§ **What you should do**
Scale the bounding-box coordinates in the material below by 1.05, rounding each to a whole number with halves rounded up, and rewrite every line from the line containing "Attention annotators: the target object for this HIT is blue" through the end of the material, inclusive, with all other text kept unchanged. Give only those lines, and leave the pictures out.

§ **The data**
####
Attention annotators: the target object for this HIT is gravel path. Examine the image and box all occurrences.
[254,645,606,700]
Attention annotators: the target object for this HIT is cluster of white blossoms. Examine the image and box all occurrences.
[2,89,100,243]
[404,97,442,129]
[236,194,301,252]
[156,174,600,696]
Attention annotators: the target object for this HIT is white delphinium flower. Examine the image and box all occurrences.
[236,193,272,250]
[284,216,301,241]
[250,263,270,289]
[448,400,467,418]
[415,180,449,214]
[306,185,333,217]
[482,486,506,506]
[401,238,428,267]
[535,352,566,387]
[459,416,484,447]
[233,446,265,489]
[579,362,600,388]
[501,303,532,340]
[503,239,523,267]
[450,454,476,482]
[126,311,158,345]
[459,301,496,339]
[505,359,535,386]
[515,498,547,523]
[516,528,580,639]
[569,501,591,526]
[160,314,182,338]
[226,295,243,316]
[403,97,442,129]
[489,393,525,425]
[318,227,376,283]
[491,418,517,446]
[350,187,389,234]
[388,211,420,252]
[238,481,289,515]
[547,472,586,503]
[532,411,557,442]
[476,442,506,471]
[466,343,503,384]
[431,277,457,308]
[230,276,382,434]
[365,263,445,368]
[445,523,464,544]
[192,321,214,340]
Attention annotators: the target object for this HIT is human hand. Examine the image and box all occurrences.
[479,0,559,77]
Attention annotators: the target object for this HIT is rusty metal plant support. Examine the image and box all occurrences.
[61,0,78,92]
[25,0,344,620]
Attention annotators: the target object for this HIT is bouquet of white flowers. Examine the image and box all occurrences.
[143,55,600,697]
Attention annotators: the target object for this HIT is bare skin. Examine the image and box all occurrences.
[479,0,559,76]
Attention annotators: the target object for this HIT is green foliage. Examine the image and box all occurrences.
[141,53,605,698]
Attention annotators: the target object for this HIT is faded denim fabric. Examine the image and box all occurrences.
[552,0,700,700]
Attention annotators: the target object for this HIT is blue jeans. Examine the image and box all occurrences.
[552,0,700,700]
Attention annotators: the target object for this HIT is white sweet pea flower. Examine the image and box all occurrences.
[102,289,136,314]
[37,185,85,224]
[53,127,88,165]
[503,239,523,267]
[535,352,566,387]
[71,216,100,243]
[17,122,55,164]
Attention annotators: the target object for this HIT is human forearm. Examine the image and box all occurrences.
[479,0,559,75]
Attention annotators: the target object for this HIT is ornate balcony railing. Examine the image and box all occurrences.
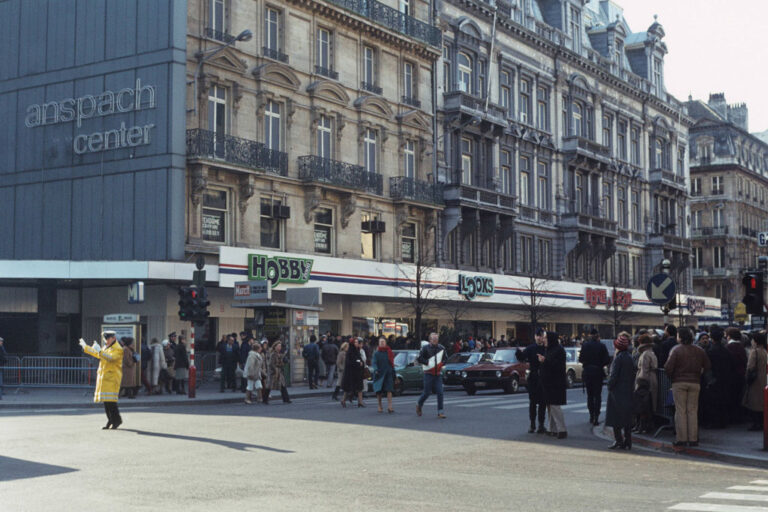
####
§ **Complete output**
Attention annotators: the target object for this HIT is blue jeans. Examine the image and box all occurrences.
[580,0,735,735]
Attention annotators: the target object for this HIT is white sweet pea flower. Examine the image and box all occurrences.
[107,303,143,330]
[39,194,89,235]
[56,133,92,173]
[528,251,549,280]
[562,370,594,406]
[75,227,105,255]
[18,128,58,172]
Attention annotators: the target object for this HIT is human forearm. Examine the image and box all occurrences.
[503,0,587,79]
Attention annotators: the target object for this HIT is ornate balcony railing. Examine the image and box all occurrences.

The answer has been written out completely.